*** READING PASSAGE Section Begins ***

Ponnur Municipality
- Formation: 1964
- Merger of: Municipal Corporation
- Type: Governmental organization
- Legal status: Local government
- Headquarters: Ponnur
- Location: Ponnur, Guntur district, Andhra Pradesh, India;
- Official language: Telugu
- Chairperson: Sajja Hemalatha
- Commissioner: M.Ramesh Babu
- Main organ: Committee
- Website: ponnurmunicipality.com/about-ponnur/

= Ponnur Municipality =

Ponnur Municipality is the local self government in Ponnur, a town in the Indian state of Andhra Pradesh. It is classified as a Grade–II municipality.

As the 2011 census of India, the municipality had a population of 59,913, with 16,138 households.

== History ==
The municipality was constituted in the year 1964 as Grade–III and then got upgraded in the year 1984 as a Grade–II municipality.

== Administration ==
The jurisdictional area of the municipality is spread over an area of 25.64 km2 with 31 municipal and 16 revenue wards. The Elected Wing of the municipality consists of a municipal council, which has elected members and is headed by a Chairperson. Whereas, the Executive Wing is headed by a municipal commissioner. The present chairperson of the municipality is Sajja Hemalatha and the present commissioner is M.Ramesh Babu.

As per the survey conducted in 2014, there exists 60,600 households. In 2014–15, the total income generated by the municipality was ₹ 8.8695 crore and the expenditure spent was ₹ 7.4132 crore.

== Civic works and services ==
The municipality supplies drinking and irrigation water to the town from the Kommamuru, Poondla and Alwala channels of Krishna Western Delta system by means of borewells, public taps and water treatment plants. A total of 9 MLD (million liters per day) of drinking water is supplied every day. There are 38.35 km of cement concrete roads and 160.80 km of drains and 71.05 km of storm water drains.

The other infrastructure covers street lights, markets, and burial grounds, and recreational centers like, parks, playgrounds, auditoriums, functional halls and worship centers like temples, mosques and churches. There are both government and private educational institutions from primary to high schools including junior colleges. For public health, the municipality has a Government hospital and many other government and private nursing homes.

*** READING PASSAGE Section Ends ***

DESCRIPTION OF THE TASK => From the Ponnur Municipality article, extract everything from "Ponnur Municipality is" down to "is M.Ramesh Babu.", leaving the wording unchanged.

*** THE DATA Section Begins ***

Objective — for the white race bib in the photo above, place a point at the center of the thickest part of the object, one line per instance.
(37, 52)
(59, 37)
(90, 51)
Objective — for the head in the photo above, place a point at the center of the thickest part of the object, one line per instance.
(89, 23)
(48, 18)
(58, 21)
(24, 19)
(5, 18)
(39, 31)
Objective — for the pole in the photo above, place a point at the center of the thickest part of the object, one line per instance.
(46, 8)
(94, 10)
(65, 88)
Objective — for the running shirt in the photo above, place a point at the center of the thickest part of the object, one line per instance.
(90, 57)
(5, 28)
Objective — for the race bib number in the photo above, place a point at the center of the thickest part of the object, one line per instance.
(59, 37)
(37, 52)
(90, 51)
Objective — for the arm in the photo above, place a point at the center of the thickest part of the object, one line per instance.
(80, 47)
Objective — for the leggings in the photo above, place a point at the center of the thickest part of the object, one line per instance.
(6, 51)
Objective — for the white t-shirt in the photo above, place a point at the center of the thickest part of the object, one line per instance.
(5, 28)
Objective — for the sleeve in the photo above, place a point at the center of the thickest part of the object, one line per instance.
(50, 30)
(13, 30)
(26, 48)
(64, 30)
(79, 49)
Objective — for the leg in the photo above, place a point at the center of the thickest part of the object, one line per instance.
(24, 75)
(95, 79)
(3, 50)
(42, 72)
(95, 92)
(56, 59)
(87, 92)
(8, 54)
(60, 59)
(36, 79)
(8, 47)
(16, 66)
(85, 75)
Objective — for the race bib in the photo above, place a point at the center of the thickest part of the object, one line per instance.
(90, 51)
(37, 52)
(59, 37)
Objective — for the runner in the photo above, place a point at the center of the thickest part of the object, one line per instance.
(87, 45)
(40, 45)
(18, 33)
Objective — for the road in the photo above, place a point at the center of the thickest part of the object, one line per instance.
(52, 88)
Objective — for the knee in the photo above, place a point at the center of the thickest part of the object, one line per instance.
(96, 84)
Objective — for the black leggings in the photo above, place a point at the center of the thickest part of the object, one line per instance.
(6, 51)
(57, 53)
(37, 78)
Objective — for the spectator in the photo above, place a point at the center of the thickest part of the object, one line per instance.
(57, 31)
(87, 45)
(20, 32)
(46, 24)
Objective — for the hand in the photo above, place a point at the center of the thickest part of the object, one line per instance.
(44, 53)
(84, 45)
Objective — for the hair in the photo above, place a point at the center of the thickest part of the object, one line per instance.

*** THE DATA Section Ends ***

EXERCISE OUTPUT =>
Ponnur Municipality is the local self government in Ponnur, a town in the Indian state of Andhra Pradesh. It is classified as a Grade–II municipality.

As the 2011 census of India, the municipality had a population of 59,913, with 16,138 households.

== History ==
The municipality was constituted in the year 1964 as Grade–III and then got upgraded in the year 1984 as a Grade–II municipality.

== Administration ==
The jurisdictional area of the municipality is spread over an area of 25.64 km2 with 31 municipal and 16 revenue wards. The Elected Wing of the municipality consists of a municipal council, which has elected members and is headed by a Chairperson. Whereas, the Executive Wing is headed by a municipal commissioner. The present chairperson of the municipality is Sajja Hemalatha and the present commissioner is M.Ramesh Babu.